EXERCISE BRIEF ▸
List every country that the text below, about the Sagres mussel farm, says Finisterra has so far been exporting its mussels to.

READING TEXT ▸
As we get further away from the shore and find ourselves about one-and-a-half miles from the Sagres coast, they begin to appear: dozens of bright orange buoys mark the spot. What hides below the sea’s surface can be considered a treasure – for foodies, at least.
Taking up an area of 44 hectares, the aquaculture project’s floating lines hold the cables below, which can reach a depth of 40 metres. Latching on to the cables that stretch to the bottom of the sea are hundreds of mussels, almost resembling strings of intertwined black pearls.
The company in charge of maintaining such an oddly appealing underwater spectacle and taking these much-appreciated bivalves to the tables of several European countries – Portugal will soon be included on this list – is Finisterra, the brainchild of the Sagres-based English biologist John Icely and his two Portuguese business partners.
Founded in 2010, the company has been operating the open-ocean aquaculture business since 2011, an investment aided by funding from the European Union. With John providing his knowledge as a biologist and his partners working on the management side, the company has so far been exporting its high-quality mussels to countries such as Spain, France, Italy and Belgium, with John Icely saying that the national market will be “the next step for the company”.
Although the assembled open-ocean infrastructure can be used to farm any kind of bivalve, including the much sought-after oyster, the owners of Finisterra decided to farm only mussels for now.
“We would like to expand to different cultures, because farming a single species increases the level of risk of the business,” said the biologist, adding that they are as yet unable to be precise about the amount of shellfish harvested so far.

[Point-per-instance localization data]
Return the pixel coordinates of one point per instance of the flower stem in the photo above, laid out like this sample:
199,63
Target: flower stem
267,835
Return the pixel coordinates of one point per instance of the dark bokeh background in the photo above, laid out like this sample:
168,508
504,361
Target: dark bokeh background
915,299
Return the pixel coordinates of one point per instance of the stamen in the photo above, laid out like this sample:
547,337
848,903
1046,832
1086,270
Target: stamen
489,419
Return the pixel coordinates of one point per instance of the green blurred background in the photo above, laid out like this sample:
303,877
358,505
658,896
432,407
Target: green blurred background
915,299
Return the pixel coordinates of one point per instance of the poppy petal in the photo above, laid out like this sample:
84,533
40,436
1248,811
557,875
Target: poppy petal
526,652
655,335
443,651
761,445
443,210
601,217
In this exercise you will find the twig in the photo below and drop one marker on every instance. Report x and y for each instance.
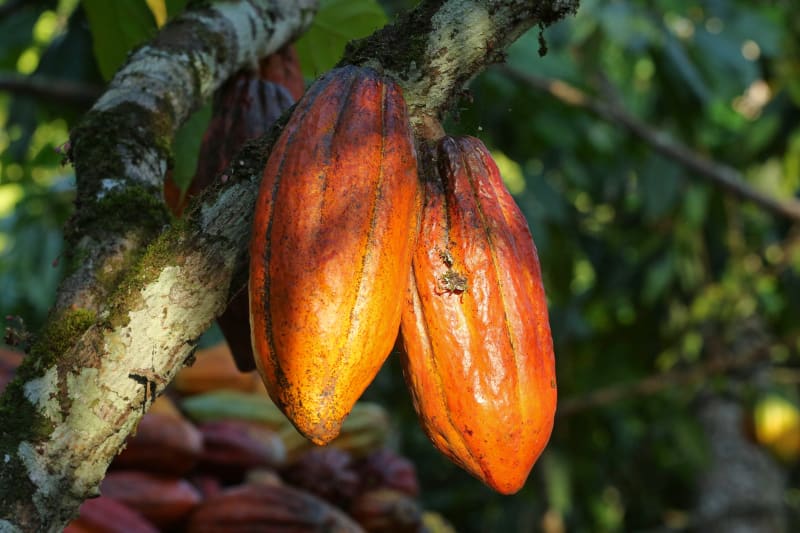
(659, 382)
(726, 177)
(62, 91)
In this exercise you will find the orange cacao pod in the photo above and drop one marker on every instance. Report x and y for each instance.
(334, 228)
(478, 352)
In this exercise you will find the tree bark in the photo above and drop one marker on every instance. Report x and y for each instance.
(128, 316)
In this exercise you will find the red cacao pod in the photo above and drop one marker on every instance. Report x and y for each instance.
(265, 507)
(163, 501)
(331, 247)
(283, 68)
(385, 469)
(232, 447)
(478, 352)
(387, 511)
(326, 472)
(164, 444)
(104, 515)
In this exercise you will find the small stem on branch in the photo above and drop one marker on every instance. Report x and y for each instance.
(721, 175)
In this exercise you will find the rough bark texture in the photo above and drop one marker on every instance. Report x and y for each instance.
(742, 491)
(127, 318)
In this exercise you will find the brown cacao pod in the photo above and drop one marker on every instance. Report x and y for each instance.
(104, 515)
(164, 444)
(365, 429)
(283, 68)
(164, 501)
(385, 469)
(478, 352)
(327, 472)
(232, 447)
(264, 507)
(331, 245)
(213, 369)
(387, 511)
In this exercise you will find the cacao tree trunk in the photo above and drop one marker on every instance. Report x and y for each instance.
(138, 295)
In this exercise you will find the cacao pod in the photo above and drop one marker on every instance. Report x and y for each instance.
(385, 469)
(104, 515)
(213, 368)
(164, 444)
(365, 429)
(163, 501)
(264, 507)
(326, 472)
(387, 511)
(232, 447)
(331, 246)
(244, 108)
(233, 405)
(283, 68)
(478, 352)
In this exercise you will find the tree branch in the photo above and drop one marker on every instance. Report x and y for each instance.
(61, 91)
(723, 176)
(81, 390)
(657, 383)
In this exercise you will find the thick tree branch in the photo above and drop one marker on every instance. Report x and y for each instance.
(723, 176)
(121, 149)
(82, 390)
(660, 382)
(82, 387)
(61, 91)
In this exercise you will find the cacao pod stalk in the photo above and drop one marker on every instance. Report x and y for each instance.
(478, 353)
(331, 247)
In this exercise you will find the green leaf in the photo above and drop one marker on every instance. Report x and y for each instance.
(337, 22)
(186, 146)
(117, 27)
(175, 7)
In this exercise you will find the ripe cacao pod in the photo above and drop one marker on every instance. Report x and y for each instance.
(164, 501)
(331, 246)
(478, 352)
(264, 507)
(387, 511)
(232, 447)
(104, 515)
(327, 472)
(164, 444)
(214, 369)
(283, 67)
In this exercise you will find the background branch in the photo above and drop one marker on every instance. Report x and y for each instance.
(659, 382)
(723, 176)
(122, 311)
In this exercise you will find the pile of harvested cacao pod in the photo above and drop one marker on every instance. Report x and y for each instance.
(214, 454)
(359, 227)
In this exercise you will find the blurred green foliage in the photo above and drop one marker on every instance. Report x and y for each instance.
(648, 268)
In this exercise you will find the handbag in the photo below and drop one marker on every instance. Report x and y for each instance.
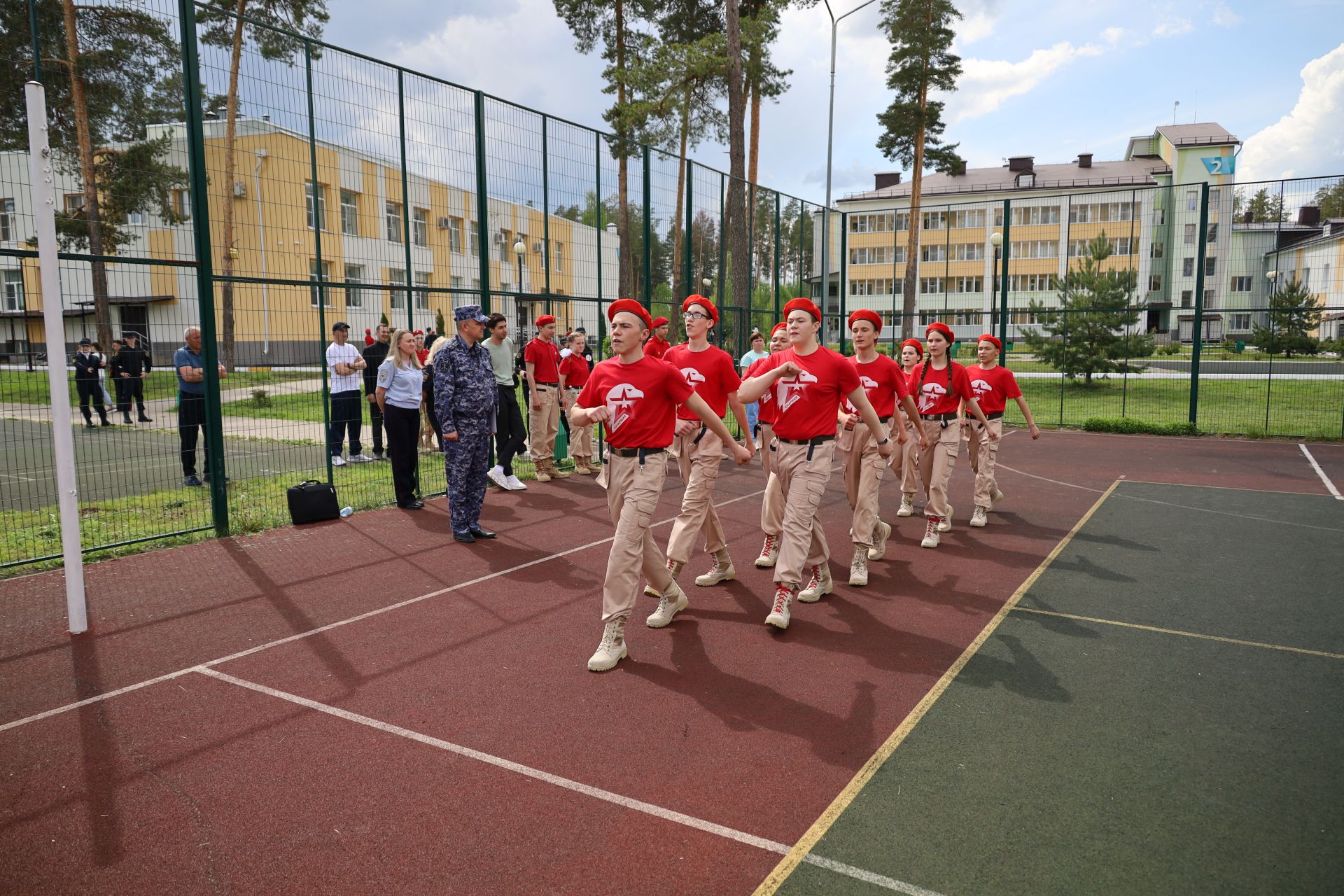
(312, 501)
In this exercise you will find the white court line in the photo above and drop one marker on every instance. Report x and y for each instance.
(1320, 472)
(568, 783)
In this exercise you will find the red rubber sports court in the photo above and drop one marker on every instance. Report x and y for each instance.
(1126, 682)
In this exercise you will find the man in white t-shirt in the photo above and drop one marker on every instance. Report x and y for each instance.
(344, 363)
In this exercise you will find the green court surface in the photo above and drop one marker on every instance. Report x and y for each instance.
(1160, 713)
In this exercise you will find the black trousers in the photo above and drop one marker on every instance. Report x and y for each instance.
(511, 434)
(402, 447)
(90, 391)
(191, 421)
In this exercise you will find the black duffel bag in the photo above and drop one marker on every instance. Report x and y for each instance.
(312, 501)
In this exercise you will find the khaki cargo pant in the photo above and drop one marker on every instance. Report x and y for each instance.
(632, 495)
(936, 464)
(803, 543)
(543, 422)
(984, 456)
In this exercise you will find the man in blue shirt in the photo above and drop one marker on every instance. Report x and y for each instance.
(191, 403)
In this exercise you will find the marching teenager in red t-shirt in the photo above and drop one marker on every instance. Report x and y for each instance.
(808, 382)
(993, 384)
(772, 508)
(657, 344)
(885, 384)
(710, 371)
(543, 419)
(907, 463)
(636, 399)
(941, 386)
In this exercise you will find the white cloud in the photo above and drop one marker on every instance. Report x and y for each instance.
(1310, 140)
(986, 83)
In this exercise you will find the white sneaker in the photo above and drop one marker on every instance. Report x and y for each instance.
(670, 605)
(610, 650)
(879, 548)
(769, 552)
(932, 536)
(819, 586)
(780, 612)
(722, 571)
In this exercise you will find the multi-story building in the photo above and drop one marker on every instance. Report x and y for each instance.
(368, 238)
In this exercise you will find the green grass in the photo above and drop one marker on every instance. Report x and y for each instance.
(24, 387)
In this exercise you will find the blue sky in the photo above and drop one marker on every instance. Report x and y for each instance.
(1049, 78)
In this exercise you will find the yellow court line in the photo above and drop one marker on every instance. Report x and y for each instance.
(1189, 634)
(822, 825)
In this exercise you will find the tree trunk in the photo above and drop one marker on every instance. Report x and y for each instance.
(226, 262)
(88, 174)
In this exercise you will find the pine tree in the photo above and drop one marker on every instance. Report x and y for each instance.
(921, 64)
(1089, 333)
(1294, 314)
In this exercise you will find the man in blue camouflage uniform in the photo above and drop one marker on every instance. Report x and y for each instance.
(464, 399)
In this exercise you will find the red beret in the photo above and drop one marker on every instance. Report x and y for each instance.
(802, 305)
(632, 307)
(941, 328)
(867, 315)
(702, 300)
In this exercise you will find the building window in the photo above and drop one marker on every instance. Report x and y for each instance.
(350, 213)
(321, 204)
(314, 292)
(420, 226)
(14, 290)
(354, 276)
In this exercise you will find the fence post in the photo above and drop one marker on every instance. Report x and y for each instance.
(1198, 335)
(483, 209)
(204, 266)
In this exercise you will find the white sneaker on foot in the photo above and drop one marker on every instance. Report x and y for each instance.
(610, 650)
(819, 586)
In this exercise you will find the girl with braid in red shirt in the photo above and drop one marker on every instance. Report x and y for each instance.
(941, 386)
(993, 384)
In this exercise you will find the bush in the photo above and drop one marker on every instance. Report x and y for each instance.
(1130, 426)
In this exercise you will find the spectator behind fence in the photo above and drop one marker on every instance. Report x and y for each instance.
(191, 403)
(398, 397)
(510, 435)
(344, 363)
(130, 371)
(374, 356)
(88, 363)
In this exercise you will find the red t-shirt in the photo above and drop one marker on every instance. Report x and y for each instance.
(934, 397)
(656, 347)
(710, 374)
(641, 398)
(574, 367)
(765, 405)
(546, 360)
(992, 387)
(883, 382)
(808, 402)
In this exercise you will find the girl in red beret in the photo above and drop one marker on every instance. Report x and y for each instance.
(993, 384)
(941, 386)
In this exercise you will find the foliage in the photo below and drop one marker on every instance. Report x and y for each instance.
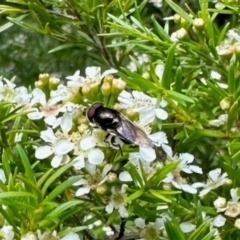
(179, 82)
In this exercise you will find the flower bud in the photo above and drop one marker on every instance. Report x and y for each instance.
(44, 78)
(112, 177)
(87, 91)
(118, 86)
(220, 202)
(177, 18)
(198, 23)
(102, 189)
(106, 89)
(225, 104)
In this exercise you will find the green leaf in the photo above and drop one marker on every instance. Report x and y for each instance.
(167, 74)
(232, 116)
(210, 133)
(135, 195)
(61, 187)
(231, 75)
(178, 96)
(158, 194)
(54, 177)
(27, 166)
(179, 10)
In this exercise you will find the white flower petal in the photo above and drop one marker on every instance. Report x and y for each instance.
(48, 135)
(109, 208)
(214, 174)
(82, 191)
(107, 72)
(66, 123)
(147, 115)
(50, 120)
(106, 169)
(187, 227)
(56, 161)
(161, 114)
(140, 222)
(35, 115)
(71, 236)
(43, 152)
(219, 221)
(186, 157)
(87, 143)
(188, 188)
(167, 149)
(63, 147)
(79, 162)
(195, 169)
(95, 156)
(125, 177)
(147, 154)
(80, 182)
(123, 212)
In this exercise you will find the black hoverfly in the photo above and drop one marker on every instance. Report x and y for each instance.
(116, 124)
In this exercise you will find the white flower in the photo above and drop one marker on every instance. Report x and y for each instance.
(187, 227)
(159, 139)
(218, 221)
(29, 236)
(93, 76)
(93, 180)
(62, 93)
(59, 147)
(132, 67)
(108, 231)
(215, 180)
(156, 3)
(117, 201)
(220, 204)
(145, 105)
(95, 156)
(7, 232)
(185, 159)
(151, 229)
(2, 176)
(71, 236)
(159, 69)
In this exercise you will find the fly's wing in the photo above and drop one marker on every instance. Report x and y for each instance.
(130, 133)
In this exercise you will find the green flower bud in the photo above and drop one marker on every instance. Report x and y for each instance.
(112, 177)
(106, 89)
(117, 86)
(225, 104)
(82, 128)
(44, 77)
(198, 23)
(108, 79)
(177, 18)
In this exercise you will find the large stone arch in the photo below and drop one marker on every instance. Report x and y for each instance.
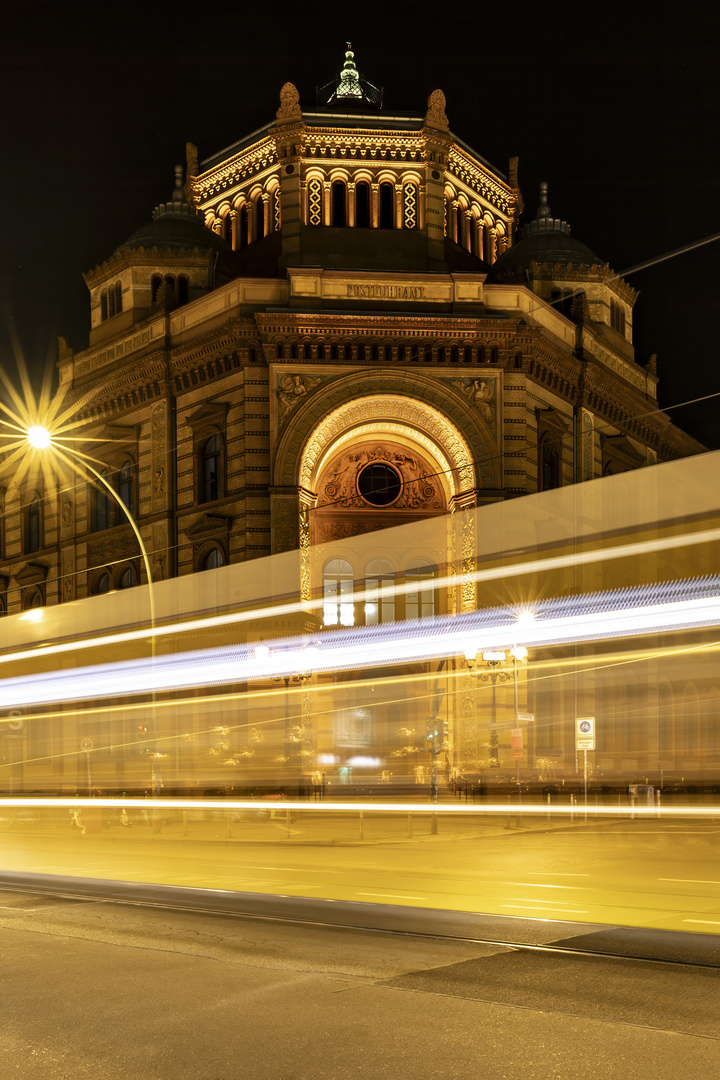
(393, 395)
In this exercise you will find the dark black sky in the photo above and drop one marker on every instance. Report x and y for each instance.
(615, 106)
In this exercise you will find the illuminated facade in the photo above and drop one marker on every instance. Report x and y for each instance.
(334, 325)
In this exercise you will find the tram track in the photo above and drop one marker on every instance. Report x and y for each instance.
(662, 947)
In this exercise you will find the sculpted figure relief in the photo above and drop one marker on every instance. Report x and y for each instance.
(481, 394)
(291, 390)
(289, 104)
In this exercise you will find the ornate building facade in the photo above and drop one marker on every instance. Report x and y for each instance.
(333, 325)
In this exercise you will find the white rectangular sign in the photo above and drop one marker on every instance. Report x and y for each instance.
(585, 732)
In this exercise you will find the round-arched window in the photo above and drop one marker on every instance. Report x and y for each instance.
(379, 484)
(214, 559)
(127, 578)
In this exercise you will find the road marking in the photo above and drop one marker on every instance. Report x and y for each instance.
(691, 880)
(547, 874)
(539, 885)
(565, 910)
(393, 895)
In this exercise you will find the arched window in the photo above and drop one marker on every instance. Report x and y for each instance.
(420, 601)
(103, 504)
(102, 584)
(339, 204)
(242, 226)
(363, 205)
(126, 489)
(379, 601)
(34, 525)
(410, 206)
(549, 463)
(211, 469)
(127, 578)
(386, 206)
(34, 598)
(214, 558)
(259, 218)
(314, 201)
(338, 606)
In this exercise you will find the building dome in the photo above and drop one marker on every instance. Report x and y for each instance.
(546, 239)
(176, 225)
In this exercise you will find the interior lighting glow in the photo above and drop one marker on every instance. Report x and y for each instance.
(35, 615)
(39, 437)
(533, 566)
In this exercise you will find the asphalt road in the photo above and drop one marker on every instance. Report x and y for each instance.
(630, 873)
(97, 989)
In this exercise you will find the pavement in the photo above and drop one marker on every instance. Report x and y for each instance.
(642, 873)
(92, 988)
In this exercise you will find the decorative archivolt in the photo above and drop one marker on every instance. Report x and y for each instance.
(382, 414)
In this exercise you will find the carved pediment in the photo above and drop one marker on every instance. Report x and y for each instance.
(209, 414)
(208, 525)
(31, 574)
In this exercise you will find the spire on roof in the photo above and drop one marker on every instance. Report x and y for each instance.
(543, 220)
(178, 206)
(350, 89)
(349, 85)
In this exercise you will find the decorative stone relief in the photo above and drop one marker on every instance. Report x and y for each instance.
(436, 116)
(67, 572)
(420, 490)
(111, 550)
(289, 105)
(159, 457)
(159, 555)
(291, 390)
(285, 524)
(588, 456)
(481, 394)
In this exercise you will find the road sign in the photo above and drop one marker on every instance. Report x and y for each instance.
(585, 732)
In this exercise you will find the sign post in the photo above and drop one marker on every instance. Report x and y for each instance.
(585, 741)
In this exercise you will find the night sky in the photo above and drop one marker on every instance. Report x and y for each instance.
(614, 105)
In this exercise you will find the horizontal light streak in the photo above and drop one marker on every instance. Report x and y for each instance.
(669, 606)
(272, 610)
(506, 809)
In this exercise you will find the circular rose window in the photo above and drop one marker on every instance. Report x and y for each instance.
(379, 484)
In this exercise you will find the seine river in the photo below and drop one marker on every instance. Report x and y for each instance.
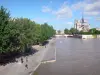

EXERCISE OUTPUT ▸
Spain, France, Italy, Belgium